Task directions. Find every line in the rows below that contains the word "bare", and copy each of those lines in full. Case counts.

Rows from a labeling collection:
* * *
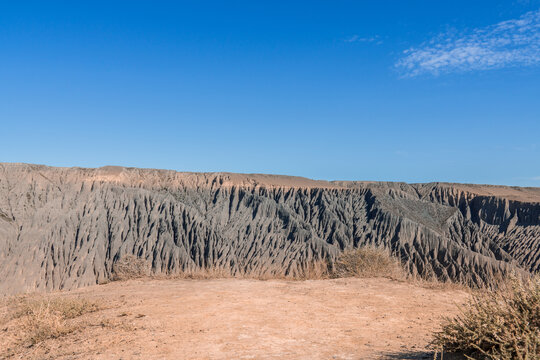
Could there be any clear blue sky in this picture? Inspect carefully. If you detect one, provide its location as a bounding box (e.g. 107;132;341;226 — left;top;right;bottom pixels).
0;0;540;186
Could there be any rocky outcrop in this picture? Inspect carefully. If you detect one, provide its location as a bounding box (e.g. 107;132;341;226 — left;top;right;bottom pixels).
0;164;540;294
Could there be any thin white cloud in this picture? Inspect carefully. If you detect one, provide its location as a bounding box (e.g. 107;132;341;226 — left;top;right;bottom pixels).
395;10;540;76
343;35;382;45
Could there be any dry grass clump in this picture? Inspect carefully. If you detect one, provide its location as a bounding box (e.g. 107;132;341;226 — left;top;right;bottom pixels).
13;298;101;347
333;246;406;279
432;276;540;360
112;255;150;281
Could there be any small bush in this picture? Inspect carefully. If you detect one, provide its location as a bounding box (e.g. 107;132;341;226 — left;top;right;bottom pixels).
112;255;150;281
13;298;100;346
333;246;405;279
432;276;540;360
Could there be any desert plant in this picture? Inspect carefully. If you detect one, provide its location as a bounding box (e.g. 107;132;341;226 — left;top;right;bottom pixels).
112;255;150;281
432;276;540;360
332;246;405;279
13;298;100;346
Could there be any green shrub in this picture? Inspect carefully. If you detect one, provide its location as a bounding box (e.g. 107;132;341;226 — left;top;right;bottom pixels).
432;276;540;360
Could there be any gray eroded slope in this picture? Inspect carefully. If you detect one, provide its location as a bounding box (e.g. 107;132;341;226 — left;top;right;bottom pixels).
0;164;540;293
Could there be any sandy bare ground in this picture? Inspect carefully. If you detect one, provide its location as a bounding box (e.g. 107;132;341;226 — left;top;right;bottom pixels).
0;279;468;359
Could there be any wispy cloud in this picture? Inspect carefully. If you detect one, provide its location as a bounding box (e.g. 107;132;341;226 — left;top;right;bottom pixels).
395;10;540;76
343;35;382;45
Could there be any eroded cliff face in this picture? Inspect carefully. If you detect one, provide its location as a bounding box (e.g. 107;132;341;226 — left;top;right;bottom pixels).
0;164;540;294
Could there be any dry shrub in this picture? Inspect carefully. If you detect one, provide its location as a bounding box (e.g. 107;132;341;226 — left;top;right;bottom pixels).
112;255;150;281
432;276;540;360
333;246;405;279
13;298;100;346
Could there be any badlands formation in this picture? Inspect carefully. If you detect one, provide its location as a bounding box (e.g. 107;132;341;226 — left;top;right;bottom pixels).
0;163;540;295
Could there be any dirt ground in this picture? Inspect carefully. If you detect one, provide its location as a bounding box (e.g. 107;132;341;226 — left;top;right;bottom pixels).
0;279;468;359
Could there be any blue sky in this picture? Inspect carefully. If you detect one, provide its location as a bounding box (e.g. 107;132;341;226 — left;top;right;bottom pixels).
0;0;540;186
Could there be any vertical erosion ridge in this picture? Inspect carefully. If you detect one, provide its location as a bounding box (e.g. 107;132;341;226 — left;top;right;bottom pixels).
0;164;540;294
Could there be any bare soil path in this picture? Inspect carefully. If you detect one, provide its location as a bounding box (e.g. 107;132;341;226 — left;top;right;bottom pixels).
0;279;468;359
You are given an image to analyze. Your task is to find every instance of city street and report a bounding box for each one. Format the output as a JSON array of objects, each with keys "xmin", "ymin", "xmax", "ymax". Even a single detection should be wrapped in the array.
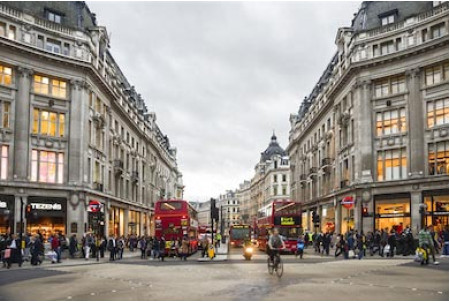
[{"xmin": 0, "ymin": 249, "xmax": 449, "ymax": 300}]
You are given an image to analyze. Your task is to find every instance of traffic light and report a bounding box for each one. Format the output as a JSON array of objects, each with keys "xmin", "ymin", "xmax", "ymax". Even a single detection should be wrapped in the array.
[
  {"xmin": 362, "ymin": 207, "xmax": 369, "ymax": 217},
  {"xmin": 25, "ymin": 204, "xmax": 31, "ymax": 218}
]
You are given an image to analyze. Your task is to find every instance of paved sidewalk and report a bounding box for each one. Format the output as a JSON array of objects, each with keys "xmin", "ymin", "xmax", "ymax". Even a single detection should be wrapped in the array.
[{"xmin": 0, "ymin": 249, "xmax": 141, "ymax": 271}]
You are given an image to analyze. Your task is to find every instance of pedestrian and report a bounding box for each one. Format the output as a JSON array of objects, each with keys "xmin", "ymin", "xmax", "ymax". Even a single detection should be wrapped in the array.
[
  {"xmin": 388, "ymin": 228, "xmax": 397, "ymax": 258},
  {"xmin": 138, "ymin": 237, "xmax": 147, "ymax": 259},
  {"xmin": 419, "ymin": 226, "xmax": 439, "ymax": 265},
  {"xmin": 181, "ymin": 236, "xmax": 190, "ymax": 261},
  {"xmin": 83, "ymin": 233, "xmax": 94, "ymax": 260},
  {"xmin": 152, "ymin": 237, "xmax": 161, "ymax": 260},
  {"xmin": 159, "ymin": 237, "xmax": 166, "ymax": 262},
  {"xmin": 5, "ymin": 234, "xmax": 23, "ymax": 269},
  {"xmin": 106, "ymin": 235, "xmax": 116, "ymax": 261},
  {"xmin": 30, "ymin": 236, "xmax": 44, "ymax": 266},
  {"xmin": 117, "ymin": 236, "xmax": 126, "ymax": 260},
  {"xmin": 441, "ymin": 225, "xmax": 448, "ymax": 257},
  {"xmin": 51, "ymin": 234, "xmax": 61, "ymax": 263}
]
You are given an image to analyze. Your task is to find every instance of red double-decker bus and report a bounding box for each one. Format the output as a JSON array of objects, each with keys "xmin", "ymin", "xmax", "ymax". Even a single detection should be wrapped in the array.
[
  {"xmin": 155, "ymin": 200, "xmax": 198, "ymax": 254},
  {"xmin": 229, "ymin": 224, "xmax": 252, "ymax": 247},
  {"xmin": 256, "ymin": 200, "xmax": 303, "ymax": 253}
]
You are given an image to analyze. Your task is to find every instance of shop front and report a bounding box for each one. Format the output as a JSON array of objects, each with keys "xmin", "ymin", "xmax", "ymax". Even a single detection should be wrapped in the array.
[
  {"xmin": 423, "ymin": 189, "xmax": 449, "ymax": 232},
  {"xmin": 340, "ymin": 196, "xmax": 355, "ymax": 233},
  {"xmin": 0, "ymin": 195, "xmax": 15, "ymax": 235},
  {"xmin": 374, "ymin": 193, "xmax": 411, "ymax": 231},
  {"xmin": 108, "ymin": 206, "xmax": 125, "ymax": 237},
  {"xmin": 27, "ymin": 197, "xmax": 67, "ymax": 240},
  {"xmin": 320, "ymin": 204, "xmax": 336, "ymax": 233},
  {"xmin": 127, "ymin": 210, "xmax": 141, "ymax": 236}
]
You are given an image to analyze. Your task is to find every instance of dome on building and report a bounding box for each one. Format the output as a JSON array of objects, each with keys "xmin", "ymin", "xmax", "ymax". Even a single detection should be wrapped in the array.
[{"xmin": 261, "ymin": 133, "xmax": 287, "ymax": 162}]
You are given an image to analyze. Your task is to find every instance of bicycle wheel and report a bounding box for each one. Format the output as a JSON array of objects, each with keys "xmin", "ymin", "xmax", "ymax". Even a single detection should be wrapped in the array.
[
  {"xmin": 276, "ymin": 257, "xmax": 283, "ymax": 278},
  {"xmin": 267, "ymin": 257, "xmax": 273, "ymax": 275}
]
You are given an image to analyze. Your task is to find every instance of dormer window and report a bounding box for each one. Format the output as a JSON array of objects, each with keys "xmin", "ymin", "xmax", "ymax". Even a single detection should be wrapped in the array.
[
  {"xmin": 378, "ymin": 9, "xmax": 398, "ymax": 26},
  {"xmin": 46, "ymin": 11, "xmax": 62, "ymax": 24}
]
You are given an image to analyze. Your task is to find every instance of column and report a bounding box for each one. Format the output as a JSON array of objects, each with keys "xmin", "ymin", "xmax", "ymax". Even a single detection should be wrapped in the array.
[
  {"xmin": 412, "ymin": 190, "xmax": 422, "ymax": 235},
  {"xmin": 355, "ymin": 81, "xmax": 374, "ymax": 182},
  {"xmin": 13, "ymin": 67, "xmax": 33, "ymax": 181},
  {"xmin": 67, "ymin": 80, "xmax": 86, "ymax": 186},
  {"xmin": 406, "ymin": 68, "xmax": 425, "ymax": 178}
]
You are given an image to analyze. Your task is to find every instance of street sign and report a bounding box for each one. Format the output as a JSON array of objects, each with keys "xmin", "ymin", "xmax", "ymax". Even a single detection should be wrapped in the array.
[{"xmin": 341, "ymin": 196, "xmax": 355, "ymax": 209}]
* * *
Task solution.
Could there be any sandy bare ground in this picture? Inspect carefully. If you detect one, provide its location as a bounding box (e.g. 107;132;341;226 — left;top;right;bottom pixels).
Could there be any bare soil path in this picture? Inspect carefully. If you detect one, provide its location as a bounding box (e.g. 107;132;341;226 — left;top;right;bottom pixels).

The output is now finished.